▸ **Records shown**
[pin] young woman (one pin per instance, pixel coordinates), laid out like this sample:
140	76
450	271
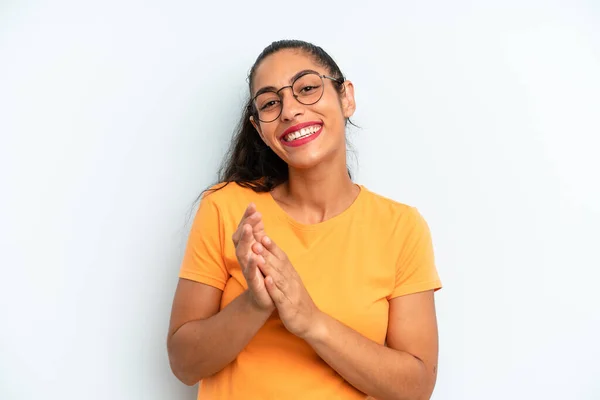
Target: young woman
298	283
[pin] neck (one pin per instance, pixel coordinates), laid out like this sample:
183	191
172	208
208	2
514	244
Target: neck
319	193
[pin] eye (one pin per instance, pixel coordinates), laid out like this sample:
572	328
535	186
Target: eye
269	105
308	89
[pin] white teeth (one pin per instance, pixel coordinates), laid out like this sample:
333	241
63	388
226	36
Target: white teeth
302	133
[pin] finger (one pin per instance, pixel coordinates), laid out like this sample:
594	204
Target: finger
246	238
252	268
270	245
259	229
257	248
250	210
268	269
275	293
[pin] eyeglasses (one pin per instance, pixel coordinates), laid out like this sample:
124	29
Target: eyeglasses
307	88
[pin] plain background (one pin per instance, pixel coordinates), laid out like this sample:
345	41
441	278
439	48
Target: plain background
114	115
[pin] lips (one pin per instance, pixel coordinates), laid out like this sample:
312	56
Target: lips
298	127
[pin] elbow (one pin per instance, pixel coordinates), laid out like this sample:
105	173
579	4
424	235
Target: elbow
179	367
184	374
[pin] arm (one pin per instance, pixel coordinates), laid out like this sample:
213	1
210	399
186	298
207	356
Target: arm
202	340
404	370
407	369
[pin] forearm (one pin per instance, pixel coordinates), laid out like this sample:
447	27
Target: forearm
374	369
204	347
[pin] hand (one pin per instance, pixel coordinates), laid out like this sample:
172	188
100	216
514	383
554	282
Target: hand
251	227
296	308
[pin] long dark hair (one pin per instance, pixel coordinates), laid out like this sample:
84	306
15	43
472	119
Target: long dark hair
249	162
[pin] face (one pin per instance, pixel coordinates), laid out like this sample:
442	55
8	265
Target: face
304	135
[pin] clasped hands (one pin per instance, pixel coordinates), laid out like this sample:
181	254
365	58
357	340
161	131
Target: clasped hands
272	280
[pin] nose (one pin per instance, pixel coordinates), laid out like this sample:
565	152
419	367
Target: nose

--

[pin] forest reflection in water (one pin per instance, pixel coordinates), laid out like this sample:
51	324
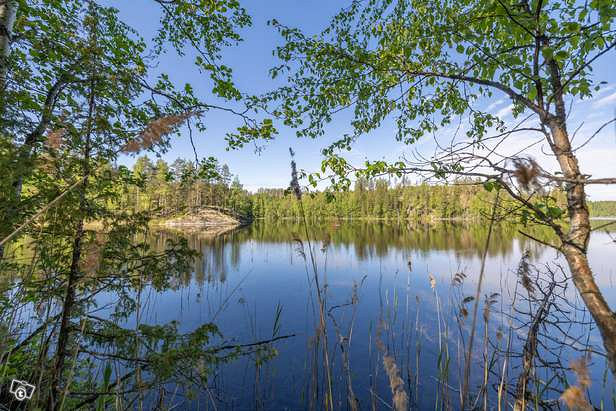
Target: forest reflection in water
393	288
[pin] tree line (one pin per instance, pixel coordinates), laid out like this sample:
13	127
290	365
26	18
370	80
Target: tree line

* * *

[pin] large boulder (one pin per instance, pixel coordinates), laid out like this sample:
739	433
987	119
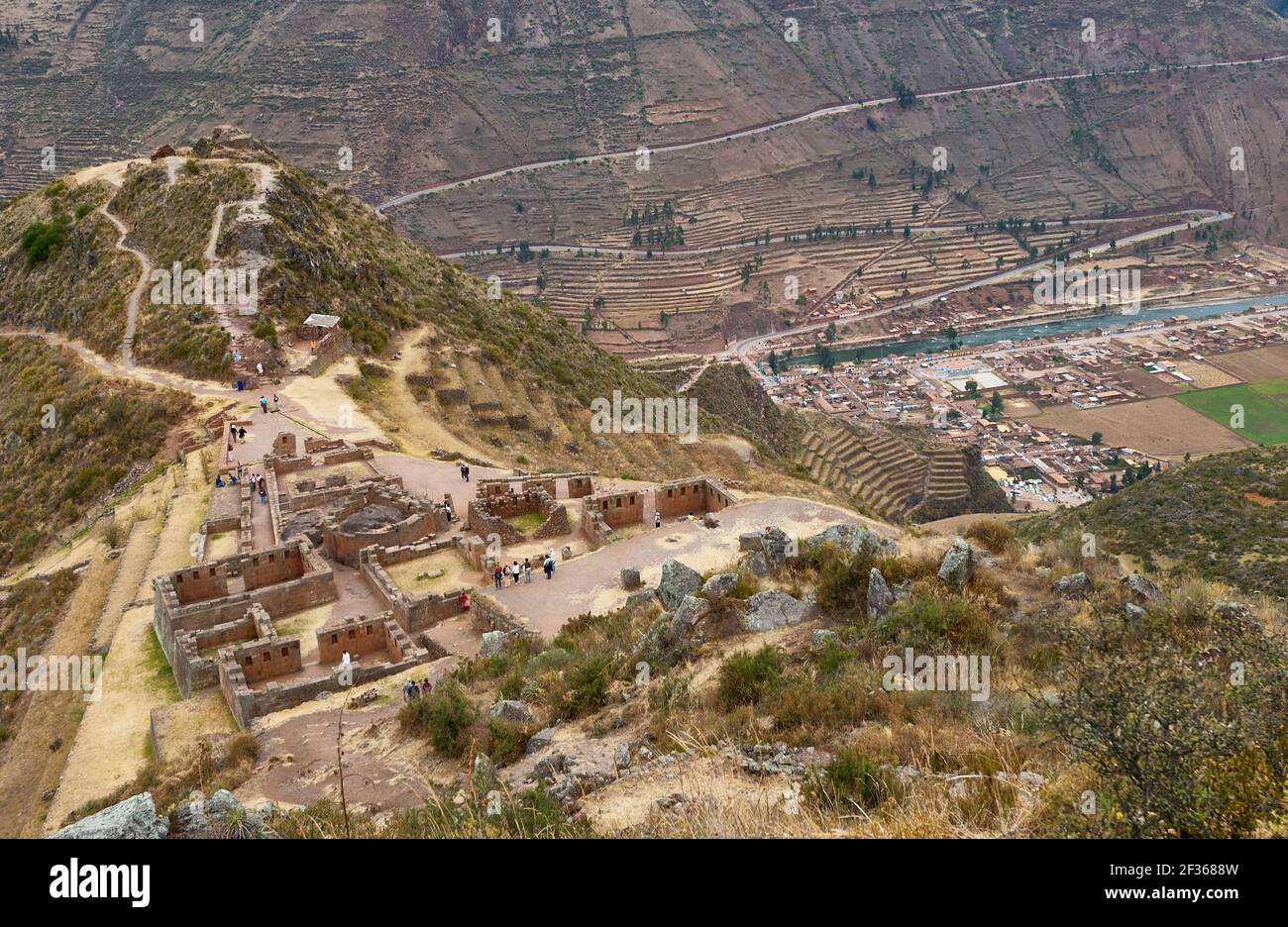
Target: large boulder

▸ **Instructions to follow**
In the records above, convert the stretch from the line containing "[pin] nose (one" through the line containing "Target: nose" into a Markdown table with the columns Row and Text. Number each line and leave out blank lines.

▸ **The completed task**
| Row | Text |
|---|---|
| 1 | [pin] nose (one pin per instance, pixel coordinates), laid out like this sample: |
| 2 | 565	152 |
| 3 | 419	367 |
| 4 | Target: nose |